I quite agree with you, mermaid, concerning the "good princess".

Kiko´s and Masako´s situation differ from each other in many ways. Just for example, for the crown prince household there are around fifty people working, for the Akishinos only around ten - maybe some more after Hisahito´s birth, I am not quite sure. But in any case it is clear that the Akishinos are in a quite different league than the crown couple, so to speak. The crown prince and his family also use to have a lot more security around while the Akishinos oftentimes are only accompanied by one or two men. That means that they are much more free to move. When they go out (for example to visit the emperor) it is possible for them to do it without too much planning in advance while for the crown prince family there usually is a lot of organization necessary to get that number of people moved.

Besides, during most of the times of their married life and also during their courtship, the Akishinos did not get such an amount of public attention. That means that Kiko enjoyed much more freedom insofar as she had a lot of time during which she could adjust to the imperial way of life rather unobservedly. (During the last years this has naturally changed to some degree, but it is to be supposed that she knows the ropes by now.) One would also have to consider that the expectations towards the crown princess were sky-high: she should be “traditionally Japanese” AND “international”, “close to the people” AND “every inch a princess”, “traditionally modest” AND “intelligent”. In other words, she was expected by the people to harmonically unite tradition and modernity, without ever suffering from the contradiction herself and without ever raising discordance or disagreement in the nation. (In short, accomplish effortlessly what the Japanese as a nation are struggling with.) And, in addition, she should, of course, bear a male heir ASAP. Compared with that, the expectations towards Kiko were quite low.
──────────
STATED EXERCISE 1: The text on Kiko and Masako describes the crown princess as expected to unite paired qualities set in quotation marks. List each of these qualities.
The text and the listing come from separate, unrelated sources.

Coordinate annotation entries
──────────
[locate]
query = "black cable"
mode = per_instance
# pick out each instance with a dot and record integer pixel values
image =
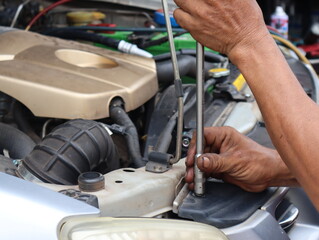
(81, 35)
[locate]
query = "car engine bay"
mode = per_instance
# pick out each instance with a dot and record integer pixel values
(88, 125)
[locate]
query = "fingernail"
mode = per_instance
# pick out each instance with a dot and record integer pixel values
(205, 162)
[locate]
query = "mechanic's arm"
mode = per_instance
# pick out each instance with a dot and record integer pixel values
(236, 28)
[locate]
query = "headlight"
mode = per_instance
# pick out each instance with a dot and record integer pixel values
(137, 229)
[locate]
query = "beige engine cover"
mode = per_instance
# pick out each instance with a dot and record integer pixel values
(65, 79)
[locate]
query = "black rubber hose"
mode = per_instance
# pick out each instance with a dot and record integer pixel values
(22, 122)
(72, 148)
(209, 56)
(16, 142)
(187, 67)
(81, 35)
(120, 117)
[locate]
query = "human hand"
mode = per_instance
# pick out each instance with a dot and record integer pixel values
(222, 25)
(234, 158)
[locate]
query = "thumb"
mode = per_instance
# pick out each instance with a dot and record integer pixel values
(212, 163)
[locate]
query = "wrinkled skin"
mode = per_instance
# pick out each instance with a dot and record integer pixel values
(234, 158)
(222, 25)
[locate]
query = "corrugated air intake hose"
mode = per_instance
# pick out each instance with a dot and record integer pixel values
(70, 149)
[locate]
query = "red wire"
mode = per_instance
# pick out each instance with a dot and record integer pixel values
(44, 11)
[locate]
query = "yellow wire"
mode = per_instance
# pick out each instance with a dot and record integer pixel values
(292, 47)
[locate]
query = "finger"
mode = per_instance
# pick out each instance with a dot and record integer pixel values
(189, 177)
(191, 186)
(212, 163)
(186, 5)
(220, 139)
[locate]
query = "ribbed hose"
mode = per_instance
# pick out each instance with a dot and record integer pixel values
(187, 67)
(120, 117)
(16, 142)
(80, 35)
(72, 148)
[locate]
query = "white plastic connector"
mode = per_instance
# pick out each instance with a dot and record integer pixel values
(133, 49)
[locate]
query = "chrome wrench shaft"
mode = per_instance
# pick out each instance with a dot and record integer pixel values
(199, 179)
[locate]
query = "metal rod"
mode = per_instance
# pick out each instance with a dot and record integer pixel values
(17, 14)
(199, 179)
(178, 84)
(171, 39)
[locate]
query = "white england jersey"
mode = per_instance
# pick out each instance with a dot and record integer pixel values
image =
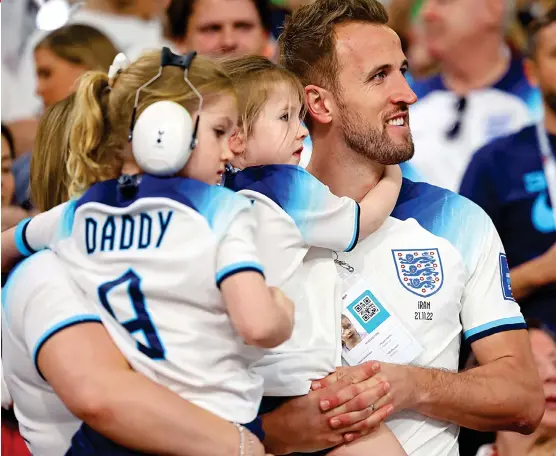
(439, 266)
(440, 158)
(152, 262)
(295, 211)
(39, 300)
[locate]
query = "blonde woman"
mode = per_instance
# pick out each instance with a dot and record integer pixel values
(61, 365)
(67, 53)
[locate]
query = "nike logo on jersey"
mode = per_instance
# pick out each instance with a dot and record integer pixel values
(122, 232)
──────────
STATED EXERCISE 2: Pull out every line of the listing that contains the string "jersey", with case counting.

WRITTEN ANSWER 1:
- "traditionally Japanese"
- "international"
- "close to the people"
- "every inch a princess"
- "traditionally modest"
- "intelligent"

WRITTEN ANSWER 2:
query = "white england jersey"
query = "nike logo on jersey"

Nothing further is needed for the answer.